[[ DATA FOR THIS TASK, beginning ]]

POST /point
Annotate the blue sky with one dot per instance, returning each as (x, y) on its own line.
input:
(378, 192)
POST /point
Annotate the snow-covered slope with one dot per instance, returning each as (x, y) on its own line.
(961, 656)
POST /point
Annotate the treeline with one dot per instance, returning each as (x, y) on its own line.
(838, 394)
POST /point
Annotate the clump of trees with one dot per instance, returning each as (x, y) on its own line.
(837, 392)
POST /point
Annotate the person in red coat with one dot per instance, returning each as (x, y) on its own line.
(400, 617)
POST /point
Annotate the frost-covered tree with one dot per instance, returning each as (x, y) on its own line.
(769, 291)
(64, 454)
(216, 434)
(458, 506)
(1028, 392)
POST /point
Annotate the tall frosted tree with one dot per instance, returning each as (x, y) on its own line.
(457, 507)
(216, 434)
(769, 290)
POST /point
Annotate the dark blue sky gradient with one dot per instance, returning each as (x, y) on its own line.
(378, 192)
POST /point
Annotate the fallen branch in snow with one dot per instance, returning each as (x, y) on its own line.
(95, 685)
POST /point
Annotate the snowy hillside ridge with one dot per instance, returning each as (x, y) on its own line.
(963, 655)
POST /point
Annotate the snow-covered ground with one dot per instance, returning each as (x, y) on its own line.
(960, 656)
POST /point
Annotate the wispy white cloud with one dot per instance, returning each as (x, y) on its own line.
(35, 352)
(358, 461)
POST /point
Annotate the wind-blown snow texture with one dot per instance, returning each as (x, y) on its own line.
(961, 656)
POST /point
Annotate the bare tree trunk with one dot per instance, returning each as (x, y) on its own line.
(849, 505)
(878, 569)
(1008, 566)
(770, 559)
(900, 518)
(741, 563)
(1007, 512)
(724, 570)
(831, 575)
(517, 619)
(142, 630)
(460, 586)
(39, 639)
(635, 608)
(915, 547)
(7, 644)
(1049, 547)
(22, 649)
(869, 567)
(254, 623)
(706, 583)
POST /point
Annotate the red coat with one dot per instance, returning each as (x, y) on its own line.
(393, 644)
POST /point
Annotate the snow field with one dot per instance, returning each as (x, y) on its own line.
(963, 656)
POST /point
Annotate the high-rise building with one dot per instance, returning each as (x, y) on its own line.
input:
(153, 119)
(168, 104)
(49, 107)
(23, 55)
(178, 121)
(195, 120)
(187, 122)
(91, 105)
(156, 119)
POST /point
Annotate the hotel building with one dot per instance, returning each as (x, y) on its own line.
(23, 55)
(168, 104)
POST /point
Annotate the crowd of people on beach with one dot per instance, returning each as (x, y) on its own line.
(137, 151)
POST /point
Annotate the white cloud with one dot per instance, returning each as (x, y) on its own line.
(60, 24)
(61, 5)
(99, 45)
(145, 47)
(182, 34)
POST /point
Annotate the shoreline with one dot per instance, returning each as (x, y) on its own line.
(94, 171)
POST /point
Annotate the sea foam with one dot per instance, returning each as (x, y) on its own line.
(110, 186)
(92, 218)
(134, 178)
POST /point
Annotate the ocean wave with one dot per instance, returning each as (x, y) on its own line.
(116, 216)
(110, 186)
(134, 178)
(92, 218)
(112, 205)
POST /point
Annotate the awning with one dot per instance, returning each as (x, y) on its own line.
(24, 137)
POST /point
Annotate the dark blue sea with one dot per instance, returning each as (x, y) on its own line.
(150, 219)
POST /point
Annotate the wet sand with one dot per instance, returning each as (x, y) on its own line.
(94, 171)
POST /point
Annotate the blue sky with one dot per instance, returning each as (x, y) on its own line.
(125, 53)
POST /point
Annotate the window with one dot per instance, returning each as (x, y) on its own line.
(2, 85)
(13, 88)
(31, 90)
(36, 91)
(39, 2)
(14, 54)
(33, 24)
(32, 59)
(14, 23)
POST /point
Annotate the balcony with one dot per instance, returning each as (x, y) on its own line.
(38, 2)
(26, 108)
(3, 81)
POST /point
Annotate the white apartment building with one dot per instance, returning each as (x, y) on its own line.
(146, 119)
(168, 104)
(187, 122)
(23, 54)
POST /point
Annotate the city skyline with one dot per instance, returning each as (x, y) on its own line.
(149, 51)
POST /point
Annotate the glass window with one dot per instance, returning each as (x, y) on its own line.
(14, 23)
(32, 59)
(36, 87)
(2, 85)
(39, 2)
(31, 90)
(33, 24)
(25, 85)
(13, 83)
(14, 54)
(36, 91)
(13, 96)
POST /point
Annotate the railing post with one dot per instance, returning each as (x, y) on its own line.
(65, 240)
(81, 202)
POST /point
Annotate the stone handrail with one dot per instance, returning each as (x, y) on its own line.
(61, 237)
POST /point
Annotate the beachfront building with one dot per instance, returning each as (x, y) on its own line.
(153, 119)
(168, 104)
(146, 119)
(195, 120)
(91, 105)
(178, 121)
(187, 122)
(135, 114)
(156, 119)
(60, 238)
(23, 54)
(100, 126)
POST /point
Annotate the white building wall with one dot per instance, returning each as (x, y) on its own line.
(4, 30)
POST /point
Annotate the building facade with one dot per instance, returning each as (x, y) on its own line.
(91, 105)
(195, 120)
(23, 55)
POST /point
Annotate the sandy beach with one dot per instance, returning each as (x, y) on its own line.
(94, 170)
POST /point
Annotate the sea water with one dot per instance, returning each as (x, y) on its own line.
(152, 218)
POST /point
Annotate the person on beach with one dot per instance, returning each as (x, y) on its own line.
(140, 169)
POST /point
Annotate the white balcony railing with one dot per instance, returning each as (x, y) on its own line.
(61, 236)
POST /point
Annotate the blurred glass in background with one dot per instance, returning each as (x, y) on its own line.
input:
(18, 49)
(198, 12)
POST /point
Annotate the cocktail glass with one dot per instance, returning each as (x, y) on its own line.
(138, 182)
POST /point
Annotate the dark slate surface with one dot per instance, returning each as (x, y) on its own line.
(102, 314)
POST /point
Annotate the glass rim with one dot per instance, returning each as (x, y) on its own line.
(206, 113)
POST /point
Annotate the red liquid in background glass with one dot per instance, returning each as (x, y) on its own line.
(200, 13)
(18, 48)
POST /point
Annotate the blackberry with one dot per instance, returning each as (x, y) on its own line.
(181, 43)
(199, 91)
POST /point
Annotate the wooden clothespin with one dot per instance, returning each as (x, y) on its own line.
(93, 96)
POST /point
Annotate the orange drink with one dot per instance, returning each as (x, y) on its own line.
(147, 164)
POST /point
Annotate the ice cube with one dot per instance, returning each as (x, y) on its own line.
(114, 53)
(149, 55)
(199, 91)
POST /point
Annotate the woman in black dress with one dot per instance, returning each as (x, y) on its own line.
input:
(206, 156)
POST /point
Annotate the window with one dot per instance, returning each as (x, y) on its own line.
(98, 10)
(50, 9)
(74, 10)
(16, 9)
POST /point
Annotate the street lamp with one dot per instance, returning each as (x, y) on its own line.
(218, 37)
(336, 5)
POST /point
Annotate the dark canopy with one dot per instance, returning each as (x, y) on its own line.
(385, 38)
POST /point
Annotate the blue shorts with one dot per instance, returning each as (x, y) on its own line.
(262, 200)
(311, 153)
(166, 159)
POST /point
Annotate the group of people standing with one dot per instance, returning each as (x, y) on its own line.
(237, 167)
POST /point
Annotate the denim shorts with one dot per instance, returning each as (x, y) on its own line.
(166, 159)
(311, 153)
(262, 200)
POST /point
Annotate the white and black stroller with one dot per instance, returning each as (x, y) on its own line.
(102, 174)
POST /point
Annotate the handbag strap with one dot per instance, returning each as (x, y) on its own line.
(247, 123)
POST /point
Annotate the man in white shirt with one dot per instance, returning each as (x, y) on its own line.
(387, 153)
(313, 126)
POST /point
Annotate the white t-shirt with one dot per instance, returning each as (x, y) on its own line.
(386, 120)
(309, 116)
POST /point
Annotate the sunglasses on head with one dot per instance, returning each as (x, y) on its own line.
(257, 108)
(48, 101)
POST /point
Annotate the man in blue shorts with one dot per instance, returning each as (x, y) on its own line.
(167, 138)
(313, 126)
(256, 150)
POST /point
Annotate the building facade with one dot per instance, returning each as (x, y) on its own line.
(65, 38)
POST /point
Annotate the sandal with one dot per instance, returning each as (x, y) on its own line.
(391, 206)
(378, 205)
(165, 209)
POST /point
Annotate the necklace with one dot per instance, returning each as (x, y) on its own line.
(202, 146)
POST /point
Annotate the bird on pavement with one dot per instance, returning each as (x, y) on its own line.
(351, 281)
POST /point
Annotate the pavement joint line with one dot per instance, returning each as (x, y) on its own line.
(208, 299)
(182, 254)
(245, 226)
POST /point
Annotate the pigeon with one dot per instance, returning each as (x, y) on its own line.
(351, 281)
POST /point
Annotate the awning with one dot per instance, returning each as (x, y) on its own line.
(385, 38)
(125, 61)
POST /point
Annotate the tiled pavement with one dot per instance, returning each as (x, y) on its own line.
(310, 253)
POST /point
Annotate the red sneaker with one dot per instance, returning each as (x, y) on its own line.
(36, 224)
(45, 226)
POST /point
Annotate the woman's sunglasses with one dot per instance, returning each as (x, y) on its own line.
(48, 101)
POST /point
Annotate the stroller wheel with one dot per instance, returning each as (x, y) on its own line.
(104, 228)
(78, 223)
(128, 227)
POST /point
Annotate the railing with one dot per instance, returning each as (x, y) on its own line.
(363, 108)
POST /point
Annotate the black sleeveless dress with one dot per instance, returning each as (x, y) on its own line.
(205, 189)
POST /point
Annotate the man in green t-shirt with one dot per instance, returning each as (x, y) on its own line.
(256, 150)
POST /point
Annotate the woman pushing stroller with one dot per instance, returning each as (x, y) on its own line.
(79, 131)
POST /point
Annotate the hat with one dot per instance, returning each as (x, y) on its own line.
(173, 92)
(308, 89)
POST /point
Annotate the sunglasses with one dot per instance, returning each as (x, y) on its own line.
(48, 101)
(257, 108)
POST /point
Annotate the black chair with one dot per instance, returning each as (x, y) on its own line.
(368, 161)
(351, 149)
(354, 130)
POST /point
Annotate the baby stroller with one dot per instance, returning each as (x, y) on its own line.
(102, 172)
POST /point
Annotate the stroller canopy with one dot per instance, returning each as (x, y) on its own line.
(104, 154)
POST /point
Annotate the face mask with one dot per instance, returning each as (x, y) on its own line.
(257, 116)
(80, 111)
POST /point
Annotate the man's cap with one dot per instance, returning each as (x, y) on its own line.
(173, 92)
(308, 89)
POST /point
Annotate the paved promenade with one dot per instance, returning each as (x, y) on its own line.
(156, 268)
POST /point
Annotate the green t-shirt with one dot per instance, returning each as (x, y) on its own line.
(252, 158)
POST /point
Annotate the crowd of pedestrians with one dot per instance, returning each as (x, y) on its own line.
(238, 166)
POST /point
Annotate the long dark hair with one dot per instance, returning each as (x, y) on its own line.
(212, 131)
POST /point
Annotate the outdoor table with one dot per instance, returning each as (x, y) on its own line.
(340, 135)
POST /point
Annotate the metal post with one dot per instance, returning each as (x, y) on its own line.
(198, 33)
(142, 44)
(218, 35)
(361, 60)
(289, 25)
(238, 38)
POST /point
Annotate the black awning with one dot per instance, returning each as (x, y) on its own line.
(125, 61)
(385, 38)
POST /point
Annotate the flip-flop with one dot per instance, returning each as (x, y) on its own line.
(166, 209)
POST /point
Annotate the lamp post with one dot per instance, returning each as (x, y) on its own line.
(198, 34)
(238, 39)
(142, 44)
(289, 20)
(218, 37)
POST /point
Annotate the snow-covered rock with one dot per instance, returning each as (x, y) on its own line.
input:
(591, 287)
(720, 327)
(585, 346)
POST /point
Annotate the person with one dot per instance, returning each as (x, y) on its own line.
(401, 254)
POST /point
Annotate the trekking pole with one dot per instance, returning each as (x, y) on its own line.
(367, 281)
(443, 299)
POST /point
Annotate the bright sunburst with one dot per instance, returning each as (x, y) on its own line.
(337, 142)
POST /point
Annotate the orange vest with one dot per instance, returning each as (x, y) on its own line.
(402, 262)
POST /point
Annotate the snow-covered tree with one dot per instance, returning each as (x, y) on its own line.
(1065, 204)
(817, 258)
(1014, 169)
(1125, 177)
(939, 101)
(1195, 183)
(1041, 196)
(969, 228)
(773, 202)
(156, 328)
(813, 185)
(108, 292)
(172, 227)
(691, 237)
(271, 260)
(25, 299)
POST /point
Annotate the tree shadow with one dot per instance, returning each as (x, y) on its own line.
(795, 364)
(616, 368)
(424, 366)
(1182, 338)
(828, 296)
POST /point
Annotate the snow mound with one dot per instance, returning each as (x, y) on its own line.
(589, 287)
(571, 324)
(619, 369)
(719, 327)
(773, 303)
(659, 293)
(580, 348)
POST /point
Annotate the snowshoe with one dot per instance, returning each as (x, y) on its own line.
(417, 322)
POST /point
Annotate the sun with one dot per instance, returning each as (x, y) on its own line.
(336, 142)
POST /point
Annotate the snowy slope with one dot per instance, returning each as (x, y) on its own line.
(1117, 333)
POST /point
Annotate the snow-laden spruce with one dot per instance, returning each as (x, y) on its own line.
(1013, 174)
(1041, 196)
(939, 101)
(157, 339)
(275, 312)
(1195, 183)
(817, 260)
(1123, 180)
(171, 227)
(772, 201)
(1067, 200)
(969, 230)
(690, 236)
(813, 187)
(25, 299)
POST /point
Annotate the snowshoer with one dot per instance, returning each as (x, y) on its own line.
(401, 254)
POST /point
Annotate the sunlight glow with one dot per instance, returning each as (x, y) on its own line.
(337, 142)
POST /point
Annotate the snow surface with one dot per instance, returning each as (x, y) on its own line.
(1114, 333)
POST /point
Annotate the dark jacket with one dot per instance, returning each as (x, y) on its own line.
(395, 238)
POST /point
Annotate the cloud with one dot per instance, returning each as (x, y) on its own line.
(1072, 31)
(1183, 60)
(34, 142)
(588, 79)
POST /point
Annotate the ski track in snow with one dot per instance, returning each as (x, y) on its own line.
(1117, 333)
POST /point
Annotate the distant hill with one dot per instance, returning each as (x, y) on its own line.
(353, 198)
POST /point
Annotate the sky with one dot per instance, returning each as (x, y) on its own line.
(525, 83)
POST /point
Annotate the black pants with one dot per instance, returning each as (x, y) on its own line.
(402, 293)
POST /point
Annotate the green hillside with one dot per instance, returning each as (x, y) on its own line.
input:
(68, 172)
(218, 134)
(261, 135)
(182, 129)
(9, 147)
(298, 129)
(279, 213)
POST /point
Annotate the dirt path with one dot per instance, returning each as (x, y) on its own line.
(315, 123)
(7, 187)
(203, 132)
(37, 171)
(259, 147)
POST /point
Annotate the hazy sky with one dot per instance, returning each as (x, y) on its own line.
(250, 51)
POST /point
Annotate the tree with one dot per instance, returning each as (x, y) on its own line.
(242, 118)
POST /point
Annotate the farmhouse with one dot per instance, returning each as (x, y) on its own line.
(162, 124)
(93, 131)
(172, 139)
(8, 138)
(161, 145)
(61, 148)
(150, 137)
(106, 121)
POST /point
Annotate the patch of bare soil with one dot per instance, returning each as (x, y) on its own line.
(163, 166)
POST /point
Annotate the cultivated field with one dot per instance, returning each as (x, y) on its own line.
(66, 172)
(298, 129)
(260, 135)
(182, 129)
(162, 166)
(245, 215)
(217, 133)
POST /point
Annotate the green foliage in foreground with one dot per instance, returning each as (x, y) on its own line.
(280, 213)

[[ DATA FOR THIS TASK, end ]]

» **TASK ITEM**: Exactly the lines running from the top of the records to the line that contains "Annotate the high-rise", inclusive, must be set down, and nothing more.

» **EXPECTED OUTPUT**:
POST /point
Annotate the blue sky with one dot per instance, returning each as (x, y) on its own line.
input:
(378, 192)
POST /point
Annotate the snow-covered slope with one dot per instance, returning each as (x, y) on its own line.
(961, 656)
POST /point
Annotate the treeline with one dot per instance, returning each as (x, y) on its own line.
(838, 394)
POST /point
Annotate the clump of trees with one dot per instance, returning each as (x, y) on its own line.
(837, 392)
POST /point
Annotate the person in red coat with one dot per instance, returning each as (x, y) on its own line.
(400, 617)
POST /point
Annotate the frost-covered tree with one dot per instance, returning each as (x, y) on its own line.
(769, 291)
(64, 454)
(216, 434)
(458, 506)
(1028, 392)
POST /point
Annotate the tall frosted tree with one dot per instance, returning each as (x, y) on its own line.
(457, 507)
(216, 434)
(769, 290)
POST /point
Annotate the dark blue sky gradient with one dot per instance, returning each as (x, y) on its own line.
(378, 192)
POST /point
Annotate the fallen branch in snow with one dot per instance, returning each as (x, y) on its own line.
(95, 685)
POST /point
Annotate the snowy hillside ridge with one dot per instance, returning each as (x, y) on its own line.
(963, 655)
POST /point
Annotate the snow-covered ground with one dot per instance, returning each as (x, y) on its own line.
(960, 656)
POST /point
Annotate the wispy white cloud with one dot per instance, returning each as (x, y) on its own line.
(35, 352)
(358, 461)
POST /point
Annotate the wind-blown snow texture with one dot per instance, returning each as (x, y) on its own line.
(961, 656)
POST /point
Annotate the bare tree trunk with one dot per instance, returning each as (x, y) on its own line.
(849, 505)
(878, 569)
(1008, 566)
(770, 559)
(900, 518)
(741, 563)
(1007, 512)
(724, 570)
(831, 575)
(517, 619)
(142, 630)
(460, 586)
(39, 639)
(635, 608)
(915, 547)
(7, 644)
(1049, 547)
(22, 649)
(869, 567)
(254, 623)
(706, 583)
POST /point
Annotate the red coat with one dot per instance, returning each as (x, y) on its own line.
(393, 644)
POST /point
Annotate the snow field with one dot per instance, returning each as (x, y) on its own line.
(963, 656)
POST /point
Annotate the high-rise building with one dot per instance, returning each as (x, y) on its own line.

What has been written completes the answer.